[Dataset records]
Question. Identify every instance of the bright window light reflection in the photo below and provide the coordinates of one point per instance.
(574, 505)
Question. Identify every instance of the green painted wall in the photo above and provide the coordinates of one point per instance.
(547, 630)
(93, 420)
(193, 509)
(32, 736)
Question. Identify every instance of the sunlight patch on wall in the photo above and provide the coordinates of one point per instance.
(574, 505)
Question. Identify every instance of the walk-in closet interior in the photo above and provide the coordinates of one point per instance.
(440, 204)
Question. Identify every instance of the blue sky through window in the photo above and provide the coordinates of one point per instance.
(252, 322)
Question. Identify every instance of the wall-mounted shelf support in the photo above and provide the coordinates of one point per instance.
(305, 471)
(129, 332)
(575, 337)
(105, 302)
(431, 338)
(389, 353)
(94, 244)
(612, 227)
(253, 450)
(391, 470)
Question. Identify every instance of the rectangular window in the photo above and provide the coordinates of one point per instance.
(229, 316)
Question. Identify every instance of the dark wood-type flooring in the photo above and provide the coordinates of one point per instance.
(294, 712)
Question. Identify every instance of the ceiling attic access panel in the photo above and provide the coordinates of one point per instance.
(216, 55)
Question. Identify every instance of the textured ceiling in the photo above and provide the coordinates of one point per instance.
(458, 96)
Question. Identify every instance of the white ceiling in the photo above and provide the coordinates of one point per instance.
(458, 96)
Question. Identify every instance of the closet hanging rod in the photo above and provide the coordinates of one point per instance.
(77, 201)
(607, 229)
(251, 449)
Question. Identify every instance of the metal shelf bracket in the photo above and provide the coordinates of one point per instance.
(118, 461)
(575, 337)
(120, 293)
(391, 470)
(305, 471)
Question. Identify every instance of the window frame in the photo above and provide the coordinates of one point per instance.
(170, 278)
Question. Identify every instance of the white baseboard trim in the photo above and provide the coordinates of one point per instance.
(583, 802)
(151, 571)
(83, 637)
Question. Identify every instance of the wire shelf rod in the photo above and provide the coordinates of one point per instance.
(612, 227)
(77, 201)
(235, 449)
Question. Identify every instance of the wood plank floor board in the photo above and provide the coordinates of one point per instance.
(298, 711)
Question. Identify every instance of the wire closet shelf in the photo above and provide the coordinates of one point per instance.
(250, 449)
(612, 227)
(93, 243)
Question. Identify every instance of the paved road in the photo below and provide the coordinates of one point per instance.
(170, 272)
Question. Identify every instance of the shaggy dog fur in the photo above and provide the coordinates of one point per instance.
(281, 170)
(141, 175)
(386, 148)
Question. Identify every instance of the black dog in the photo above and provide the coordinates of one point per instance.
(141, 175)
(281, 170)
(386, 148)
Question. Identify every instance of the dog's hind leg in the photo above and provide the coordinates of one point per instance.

Goal of the exercise:
Set down the material above again, word for word.

Final result:
Question. Identify every instance of the bright window light reflection in the photo below and provide the coordinates of one point per instance.
(574, 505)
Question. Identify every instance of the green painted wall in the photo above and provide the coordinates of one point per instance.
(547, 630)
(93, 420)
(193, 509)
(32, 736)
Question. Identify every instance of the sunlight patch on wall in the photo above and provide the coordinates of one point per instance.
(574, 505)
Question. Identify every instance of the walk-in closet interior in the photo above and provide the coordinates of one point per instance.
(440, 204)
Question. Identify every instance of the blue sky through window in the photo above and provide the coordinates of one point per instance.
(252, 322)
Question. Identify every instance of the wall-mounted shelf support in the photo above and provide the coordinates of one point per instance.
(305, 471)
(129, 332)
(575, 337)
(105, 302)
(431, 338)
(389, 353)
(94, 244)
(612, 227)
(253, 450)
(391, 470)
Question. Identify every instance of the rectangular window in the photo above and provide the coordinates of one point per instance.
(229, 316)
Question. Identify every instance of the dark wood-type flooring in the photo above and provide the coordinates of one point per instance.
(294, 712)
Question. Identify every instance of the ceiling attic access panel in the photo above and provide the coordinates of one point per instance.
(216, 55)
Question. Identify every instance of the textured ceiling in the photo above and provide the coordinates of one point per instance.
(458, 96)
Question. Identify every instance of the white ceiling in the photo above and provide the coordinates of one point per instance.
(458, 96)
Question. Identify every instance of the closet hanging rod in the photo above and provide the coordinates of one point per instance.
(77, 201)
(607, 229)
(251, 449)
Question. Identify every instance of the metal shelf bracket in the photo above and provide the coordinates of one point per instance.
(118, 461)
(575, 337)
(120, 293)
(391, 470)
(305, 471)
Question. Identify every instance of the window frame in the photo above and provide the coordinates of one point per instance.
(170, 278)
Question. Identify every instance of the white baseboard trim in the photo above and provide the coordinates of one point per instance.
(583, 802)
(151, 571)
(83, 637)
Question. Identify every instance of the wire shelf rod in the photo above and provide the coordinates of one point per instance.
(612, 227)
(77, 201)
(235, 449)
Question. Identify every instance of the wood plank floor board in the photo above and provide the coordinates of one point per instance.
(298, 711)
Question. Identify every instance of the wire closet shelf in the photo above and provide the coordinates of one point per instance.
(250, 449)
(612, 227)
(93, 243)
Question. Identify every instance of the paved road in the photo below and provide the coordinates of one point per instance.
(170, 272)
Question. Identify every instance of the shaggy dog fur in the photo above and provide the coordinates of one point per instance.
(281, 170)
(141, 175)
(386, 148)
Question. Identify every instance of the black dog in the photo above and provide the coordinates of one point per instance.
(141, 175)
(281, 170)
(386, 148)
Question. Identify every instance of the dog's hind leg in the photo above and provide the coordinates of one point per instance.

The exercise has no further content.